*TESTO SELEZIONATO*
L’emergenza immaginaria del caso Sea Watch

Dopo tredici giorni in mare ieri sono sbarcate le 47 persone salvate dalla nave della ong tedesca Sea Watch. La vicenda è stata l’ennesima pagina nera per il nostro paese. Sono stata l’altro giorno a Siracusa con la staffetta del Pd e la sensazione più forte è stata quella della vergogna. Vergogna perché il governo gialloverde ha come prima priorità quella di impedire alle ong di poter pattugliare il Mediterraneo per salvare delle vite. Vergogna perché non esistevano motivazioni chiare per impedire a quelle persone di sbarcare. Vergogna perché i racconti che arrivavano dalla nave su quanto avviene nei lager libici non possono far sentire nessuno assolto. Vergogna perché alla fine chi teneva quelle persone ferme in mezzo al mare, al freddo e senza un motivo, era lo Stato italiano. E lo Stato siamo tutti noi.

Ora non è più tempo di vergognarsi, è tempo di agire. In casi come quello della Sea Watch, se avessimo davanti un governo normale, che si comporta rispettando le leggi italiane e i trattati internazionali, le cose da fare sarebbero abbastanza semplici: interrogazioni, interpellanze, sollecitazioni ai ministeri, telefonate agli uffici. Ma il nostro non è un governo normale, ed è per questo che occorre pensare a una reazione straordinaria. Ed è il motivo per cui i colleghi Riccardo Magi, Nicola Fratoianni e Stefania Prestigiacomo hanno fatto un blitz raggiungendo la nave Sea Watch 3, costretta a sostare davanti al porto di Siracusa perché mancava l’autorizzazione del ministero dell’Interno. E nessuno sapeva su quali basi giuridiche il ministero negasse l’attracco. La cosa ovviamente ha fatto scalpore e i media italiani e stranieri hanno iniziato a occuparsi dell’accaduto.

La risposta del governo qual è stata? Gestire la crisi, far sbarcare subito i migranti e assumersi le proprie responsabilità? Ovviamente no. Sono andati oltre, e hanno anche vietato a chiunque di avvicinarsi a meno di mezzo miglio dalla nave. Siamo stati quindi costretti a ricorrere a un altro gesto molto poco formale. Una barca con a bordo Matteo Orfini e Maurizio Martina, deputati del Pd, ha raggiunto l’imbarcazione ed entrambi sono saliti a bordo dimostrando che non c’era nessun blocco e che, quindi, non c’era nessun motivo per interdire il tratto di mare attorno alla nave. Appena scesi a terra, però, si sono trovati con una denuncia per aver violato un’ordinanza della Capitaneria di porto.

*ESERCIZIO ASSEGNATO A*
Secondo il testo sul caso Sea Watch, perché i deputati Magi, Fratoianni e Prestigiacomo hanno compiuto un blitz raggiungendo la nave invece di limitarsi agli strumenti ordinari? Risponda con una, due o tre frasi.
Il testo e i record non hanno alcun legame tra loro.

*RIGHE DI DATI*
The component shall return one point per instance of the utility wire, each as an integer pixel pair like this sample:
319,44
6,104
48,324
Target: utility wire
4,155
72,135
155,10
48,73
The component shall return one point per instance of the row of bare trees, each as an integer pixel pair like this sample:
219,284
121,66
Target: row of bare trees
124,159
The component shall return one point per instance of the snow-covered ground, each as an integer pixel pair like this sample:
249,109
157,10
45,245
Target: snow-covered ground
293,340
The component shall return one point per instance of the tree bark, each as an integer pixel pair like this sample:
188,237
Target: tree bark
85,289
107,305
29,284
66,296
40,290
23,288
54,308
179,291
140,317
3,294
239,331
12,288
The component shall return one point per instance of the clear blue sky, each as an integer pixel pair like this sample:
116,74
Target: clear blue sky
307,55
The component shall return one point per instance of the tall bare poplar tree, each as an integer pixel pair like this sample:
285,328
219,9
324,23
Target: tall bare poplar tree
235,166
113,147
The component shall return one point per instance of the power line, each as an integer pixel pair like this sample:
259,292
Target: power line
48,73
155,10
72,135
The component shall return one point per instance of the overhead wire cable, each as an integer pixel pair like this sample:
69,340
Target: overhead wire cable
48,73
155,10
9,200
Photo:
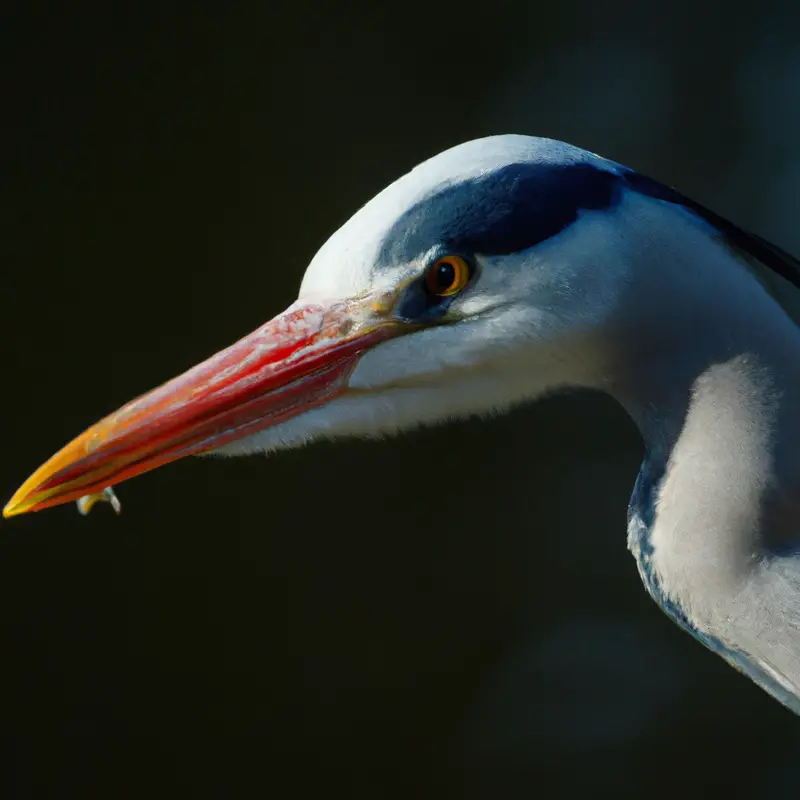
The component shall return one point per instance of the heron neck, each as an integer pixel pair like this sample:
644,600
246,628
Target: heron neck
709,369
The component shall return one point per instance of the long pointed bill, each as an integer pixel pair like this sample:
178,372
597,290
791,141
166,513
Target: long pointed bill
295,362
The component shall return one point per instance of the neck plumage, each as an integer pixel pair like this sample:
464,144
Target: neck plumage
709,369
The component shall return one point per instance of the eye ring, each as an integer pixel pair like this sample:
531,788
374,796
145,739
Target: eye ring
447,275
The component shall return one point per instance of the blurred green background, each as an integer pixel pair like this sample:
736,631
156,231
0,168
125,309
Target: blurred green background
330,621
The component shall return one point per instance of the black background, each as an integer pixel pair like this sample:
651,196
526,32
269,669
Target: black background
449,614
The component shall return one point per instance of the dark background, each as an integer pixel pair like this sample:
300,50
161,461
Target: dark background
448,614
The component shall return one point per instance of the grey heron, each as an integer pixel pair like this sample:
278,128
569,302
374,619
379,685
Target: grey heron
500,270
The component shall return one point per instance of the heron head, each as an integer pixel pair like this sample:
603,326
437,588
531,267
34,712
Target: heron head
473,282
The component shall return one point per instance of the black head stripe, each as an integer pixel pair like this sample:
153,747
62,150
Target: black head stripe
504,211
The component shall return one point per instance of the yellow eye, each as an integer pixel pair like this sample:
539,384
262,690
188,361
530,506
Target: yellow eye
447,276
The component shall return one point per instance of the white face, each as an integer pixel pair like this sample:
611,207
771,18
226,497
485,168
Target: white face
519,328
480,279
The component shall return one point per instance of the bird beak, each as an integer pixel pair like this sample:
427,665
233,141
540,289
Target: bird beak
301,359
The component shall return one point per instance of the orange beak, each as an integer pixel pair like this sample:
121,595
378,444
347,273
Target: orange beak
299,360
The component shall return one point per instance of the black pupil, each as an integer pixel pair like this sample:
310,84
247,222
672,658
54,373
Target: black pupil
445,276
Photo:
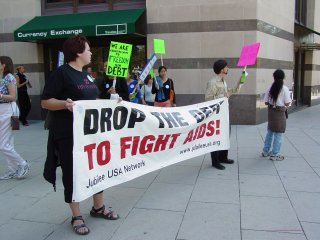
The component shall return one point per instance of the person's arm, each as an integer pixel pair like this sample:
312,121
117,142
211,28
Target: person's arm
211,91
143,92
18,82
11,97
235,89
155,86
174,94
54,104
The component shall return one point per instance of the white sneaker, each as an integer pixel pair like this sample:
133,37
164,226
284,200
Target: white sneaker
276,158
23,170
263,154
9,175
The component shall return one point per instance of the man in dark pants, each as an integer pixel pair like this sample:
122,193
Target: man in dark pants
217,88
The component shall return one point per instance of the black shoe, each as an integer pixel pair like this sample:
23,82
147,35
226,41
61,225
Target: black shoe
228,161
219,166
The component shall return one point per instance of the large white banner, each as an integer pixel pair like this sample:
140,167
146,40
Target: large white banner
117,142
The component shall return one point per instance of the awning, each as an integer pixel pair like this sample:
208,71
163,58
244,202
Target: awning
87,24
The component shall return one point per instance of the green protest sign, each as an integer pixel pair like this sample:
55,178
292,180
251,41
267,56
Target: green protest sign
159,47
119,59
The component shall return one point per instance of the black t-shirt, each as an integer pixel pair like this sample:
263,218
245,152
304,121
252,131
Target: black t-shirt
22,79
104,84
66,82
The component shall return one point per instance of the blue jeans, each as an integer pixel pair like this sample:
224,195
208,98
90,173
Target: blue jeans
277,141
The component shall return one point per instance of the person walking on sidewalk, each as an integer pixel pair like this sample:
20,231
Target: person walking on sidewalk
217,88
17,166
67,84
277,98
23,97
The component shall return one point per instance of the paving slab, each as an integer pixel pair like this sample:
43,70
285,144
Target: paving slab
306,205
166,196
207,221
264,235
261,185
312,230
300,181
216,190
268,214
148,224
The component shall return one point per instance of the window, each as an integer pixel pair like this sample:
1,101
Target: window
57,1
91,1
301,12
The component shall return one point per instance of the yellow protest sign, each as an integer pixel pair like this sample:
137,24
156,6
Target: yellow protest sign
159,46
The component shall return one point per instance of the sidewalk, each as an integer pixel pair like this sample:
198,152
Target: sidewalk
254,199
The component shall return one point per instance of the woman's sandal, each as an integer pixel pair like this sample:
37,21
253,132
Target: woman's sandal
99,213
76,228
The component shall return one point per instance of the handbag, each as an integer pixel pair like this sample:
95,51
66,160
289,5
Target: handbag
14,120
171,94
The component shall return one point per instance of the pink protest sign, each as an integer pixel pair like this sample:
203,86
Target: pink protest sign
248,54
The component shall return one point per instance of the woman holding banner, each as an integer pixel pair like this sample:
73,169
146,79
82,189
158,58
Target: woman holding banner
163,87
67,84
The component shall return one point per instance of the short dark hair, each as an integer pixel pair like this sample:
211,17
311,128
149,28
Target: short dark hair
219,65
9,65
160,68
278,75
148,77
72,46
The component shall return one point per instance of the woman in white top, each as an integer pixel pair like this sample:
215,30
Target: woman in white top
146,91
17,166
277,98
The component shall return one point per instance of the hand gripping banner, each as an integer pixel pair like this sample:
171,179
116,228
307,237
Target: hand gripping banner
117,142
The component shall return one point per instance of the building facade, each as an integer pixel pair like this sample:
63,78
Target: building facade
196,33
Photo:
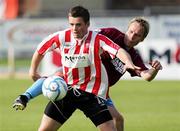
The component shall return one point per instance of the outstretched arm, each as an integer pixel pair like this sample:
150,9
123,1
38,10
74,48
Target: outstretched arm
36,60
150,74
126,58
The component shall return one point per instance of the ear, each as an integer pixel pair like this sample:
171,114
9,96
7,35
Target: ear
88,24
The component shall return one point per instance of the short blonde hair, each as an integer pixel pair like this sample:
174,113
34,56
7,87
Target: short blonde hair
143,22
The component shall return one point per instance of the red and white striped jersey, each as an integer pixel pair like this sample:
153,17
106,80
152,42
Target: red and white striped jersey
81,61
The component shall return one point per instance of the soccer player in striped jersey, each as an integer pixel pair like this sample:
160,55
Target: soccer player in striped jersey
82,70
137,31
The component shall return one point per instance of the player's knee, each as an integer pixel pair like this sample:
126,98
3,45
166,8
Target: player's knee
118,118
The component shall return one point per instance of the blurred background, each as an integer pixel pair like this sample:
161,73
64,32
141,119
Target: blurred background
24,23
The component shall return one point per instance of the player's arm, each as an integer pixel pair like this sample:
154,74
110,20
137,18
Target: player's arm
151,73
36,60
126,58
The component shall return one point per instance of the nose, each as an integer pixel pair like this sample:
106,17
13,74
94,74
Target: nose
132,36
74,27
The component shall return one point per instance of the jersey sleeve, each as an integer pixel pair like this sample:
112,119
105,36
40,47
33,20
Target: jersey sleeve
49,43
108,45
138,61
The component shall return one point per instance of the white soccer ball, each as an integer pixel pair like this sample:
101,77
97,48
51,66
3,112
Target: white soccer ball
54,88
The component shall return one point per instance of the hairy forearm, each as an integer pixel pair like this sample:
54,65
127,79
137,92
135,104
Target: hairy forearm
123,55
149,74
36,59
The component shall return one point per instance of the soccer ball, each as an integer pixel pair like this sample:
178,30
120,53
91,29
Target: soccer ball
54,88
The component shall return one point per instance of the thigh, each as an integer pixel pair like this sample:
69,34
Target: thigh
61,110
49,124
94,108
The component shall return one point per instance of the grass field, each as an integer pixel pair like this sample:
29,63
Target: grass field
153,106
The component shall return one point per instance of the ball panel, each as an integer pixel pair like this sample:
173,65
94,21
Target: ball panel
54,88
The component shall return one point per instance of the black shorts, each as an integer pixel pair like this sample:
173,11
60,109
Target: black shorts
92,106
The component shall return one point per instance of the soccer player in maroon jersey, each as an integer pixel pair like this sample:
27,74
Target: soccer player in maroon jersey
82,70
137,31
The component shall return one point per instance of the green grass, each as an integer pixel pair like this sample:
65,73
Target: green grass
146,106
18,62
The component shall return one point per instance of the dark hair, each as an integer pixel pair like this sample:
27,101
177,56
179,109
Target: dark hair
144,23
79,11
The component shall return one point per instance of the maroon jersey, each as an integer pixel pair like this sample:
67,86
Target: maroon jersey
114,67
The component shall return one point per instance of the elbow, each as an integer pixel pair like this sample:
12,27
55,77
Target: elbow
148,78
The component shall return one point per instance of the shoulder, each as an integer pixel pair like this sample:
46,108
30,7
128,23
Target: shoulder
110,30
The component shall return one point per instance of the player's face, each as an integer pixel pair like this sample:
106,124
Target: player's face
134,34
78,27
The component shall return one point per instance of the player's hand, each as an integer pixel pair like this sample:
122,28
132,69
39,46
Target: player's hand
156,65
20,102
34,75
130,65
18,106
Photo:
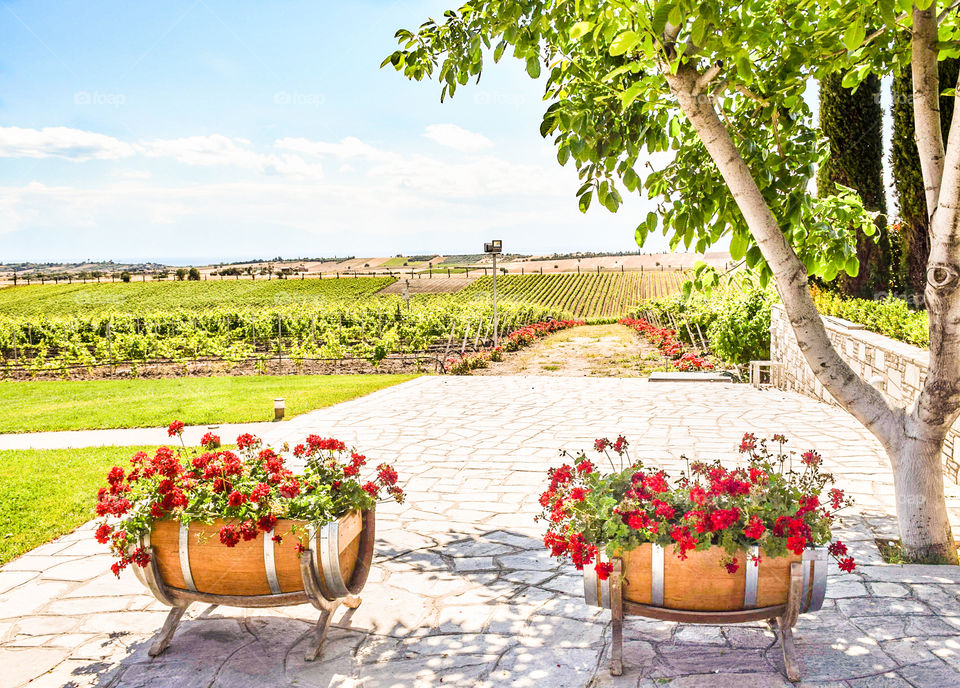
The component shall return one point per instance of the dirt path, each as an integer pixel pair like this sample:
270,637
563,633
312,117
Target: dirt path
588,351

*ESERCIZIO ASSEGNATO B*
Elenchi, trascrivendole, tutte le righe dei record che contengono la parola "large".

*SOLUZIONE DELL'ESERCIZIO A*
Il governo non è un governo normale, cioè non si comporta rispettando le leggi italiane e i trattati internazionali, e perciò occorreva una reazione straordinaria. Con un governo normale sarebbero bastati interrogazioni, interpellanze, sollecitazioni ai ministeri e telefonate agli uffici.

*SOLUZIONE DELL'ESERCIZIO B*
The component shall return one point per instance of the large white banner, each as an integer pixel pair like this sample:
Target: large white banner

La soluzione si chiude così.